## Written task
Reproduce all the entries exactly.
## START
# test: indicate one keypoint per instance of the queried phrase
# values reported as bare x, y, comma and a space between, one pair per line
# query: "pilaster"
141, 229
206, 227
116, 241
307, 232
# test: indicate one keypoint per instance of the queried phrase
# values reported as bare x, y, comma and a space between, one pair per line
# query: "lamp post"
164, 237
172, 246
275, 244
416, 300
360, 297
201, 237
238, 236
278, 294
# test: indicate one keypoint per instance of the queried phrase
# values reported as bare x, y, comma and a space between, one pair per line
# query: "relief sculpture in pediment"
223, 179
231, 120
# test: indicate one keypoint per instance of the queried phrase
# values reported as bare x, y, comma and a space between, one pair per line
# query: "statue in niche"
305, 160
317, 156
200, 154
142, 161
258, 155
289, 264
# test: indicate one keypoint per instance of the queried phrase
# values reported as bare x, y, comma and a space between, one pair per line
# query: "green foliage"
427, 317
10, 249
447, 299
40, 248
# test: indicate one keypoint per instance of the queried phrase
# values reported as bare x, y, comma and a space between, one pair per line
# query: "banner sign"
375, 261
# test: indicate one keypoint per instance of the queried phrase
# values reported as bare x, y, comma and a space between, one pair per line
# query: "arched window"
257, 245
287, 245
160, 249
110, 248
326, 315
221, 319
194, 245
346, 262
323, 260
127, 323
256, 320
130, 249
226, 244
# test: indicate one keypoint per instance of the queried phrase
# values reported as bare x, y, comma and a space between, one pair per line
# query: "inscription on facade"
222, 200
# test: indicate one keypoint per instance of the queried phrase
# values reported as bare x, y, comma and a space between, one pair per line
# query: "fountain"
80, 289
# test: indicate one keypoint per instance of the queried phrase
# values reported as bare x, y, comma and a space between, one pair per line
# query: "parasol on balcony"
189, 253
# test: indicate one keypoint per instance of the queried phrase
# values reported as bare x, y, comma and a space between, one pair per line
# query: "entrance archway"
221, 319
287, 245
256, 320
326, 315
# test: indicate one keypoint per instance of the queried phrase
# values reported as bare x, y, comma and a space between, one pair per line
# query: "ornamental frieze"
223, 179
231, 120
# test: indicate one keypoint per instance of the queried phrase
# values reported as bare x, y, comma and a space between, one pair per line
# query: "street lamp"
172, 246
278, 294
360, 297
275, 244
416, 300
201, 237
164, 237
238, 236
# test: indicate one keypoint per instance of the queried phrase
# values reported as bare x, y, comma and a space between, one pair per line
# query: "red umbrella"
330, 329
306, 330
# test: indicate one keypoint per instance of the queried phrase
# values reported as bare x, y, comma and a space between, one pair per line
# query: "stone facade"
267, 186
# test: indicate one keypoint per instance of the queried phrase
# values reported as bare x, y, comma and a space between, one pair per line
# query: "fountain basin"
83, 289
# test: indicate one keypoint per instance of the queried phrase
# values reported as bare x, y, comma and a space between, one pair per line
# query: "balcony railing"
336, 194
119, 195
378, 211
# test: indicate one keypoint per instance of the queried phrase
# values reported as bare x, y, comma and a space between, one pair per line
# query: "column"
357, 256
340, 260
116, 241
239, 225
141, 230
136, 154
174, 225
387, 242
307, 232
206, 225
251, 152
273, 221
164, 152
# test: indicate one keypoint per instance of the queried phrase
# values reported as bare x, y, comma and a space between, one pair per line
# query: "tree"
## END
## Written response
# test: indicate one keypoint per instance of the queried phrase
# values reported as bare x, y, comma and a space between, one pair per line
# query: "pilaster"
141, 229
206, 227
116, 241
307, 232
# test: indicate one keypoint per instance of the queried phrase
# values reported as bare x, y, comma and a space between, one pair per line
# query: "lamp post"
164, 237
172, 246
275, 244
416, 300
360, 297
201, 237
238, 236
278, 294
# test: indicate one keypoint per instance of the queried phrase
# values reported as bare x, y, comma and a space between, one pair per line
# query: "relief sculpture in pediment"
223, 179
231, 120
# test: indicate one keypoint per instance of the queried phrase
# values reported as bare x, y, comma and a space between, one pair per line
# query: "statue in niche"
305, 160
317, 156
200, 154
142, 161
258, 155
289, 264
# test: indicate one keypoint per instance of the queried phrase
# values reported as bare x, y, comma and a space between, one pair per line
# query: "green foliage"
427, 317
10, 249
447, 299
40, 248
# test: indicate one keypoint per instance of the queried phrase
# values reported as bare x, y, comma and a space between, one pair per line
# query: "banner sign"
375, 261
# test: indicate one keypoint per instance of the queried phrase
# values reported as bare x, y, comma and a space between, one pair per line
# query: "arched window"
257, 245
287, 245
160, 249
110, 248
326, 315
221, 319
194, 245
346, 262
323, 260
127, 323
256, 320
130, 249
226, 244
# test: indicate one keypoint per instance of the queried phrase
# values reported as bare x, y, comma and a space between, one pair per line
# query: "inscription on facade"
222, 200
# test: indicate one keypoint per instance of the queried phrase
# values reported as bare x, y, comma and a space between, one pair per line
# query: "fountain"
80, 289
# test: indicate one keypoint per instance of the queried phrase
# values reported as bare x, y, comma and a space between, one pair per line
# query: "parasol on balcony"
189, 253
# test: indicate one keypoint per instance of the queried phrase
# values reported as bare x, y, comma and a space between, one pair per line
# query: "entrance archway"
221, 319
287, 245
256, 320
326, 315
# test: indicate one keypoint per instance of the queried phrase
# values reported as bare x, y, comma and a space between, one pair per line
# query: "ornamental frieze"
223, 179
231, 120
# test: indicate one keypoint per instance of the queried phrase
# values reported as bare x, y, comma and a space between, one pair per line
# query: "street lamp"
172, 246
278, 294
360, 297
275, 244
416, 300
201, 237
164, 237
238, 236
# test: indicate one keypoint per instance of the queried phrase
# values reported as bare x, y, comma and a space between, one pair per line
# query: "red umbrella"
330, 329
306, 330
# test: indicate one keypoint per instance of the queried phrase
# values reported as bare x, y, comma and a space between, one pair per line
# query: "stone facade"
267, 186
# test: indicate one keypoint per instance of the queried phrase
# values reported as bare x, y, comma and a space between, one pair per line
# query: "fountain basin"
83, 289
# test: indicate one keypoint per instance of the queried phrase
# values reported as bare x, y, comma and a space between, one pair per line
# query: "balcony railing"
336, 194
119, 195
378, 211
# test: indicate one keypoint per instance of the queried phrase
# values reported as bare x, y, comma and a space between, one pair per line
# query: "column"
357, 256
340, 260
116, 241
239, 225
141, 230
136, 154
174, 225
387, 242
307, 232
206, 225
251, 152
273, 221
164, 152
# test: indicate one keypoint per instance of the queried phrase
# values reported as bare x, y, comma and a space between, one pair per line
# query: "tree"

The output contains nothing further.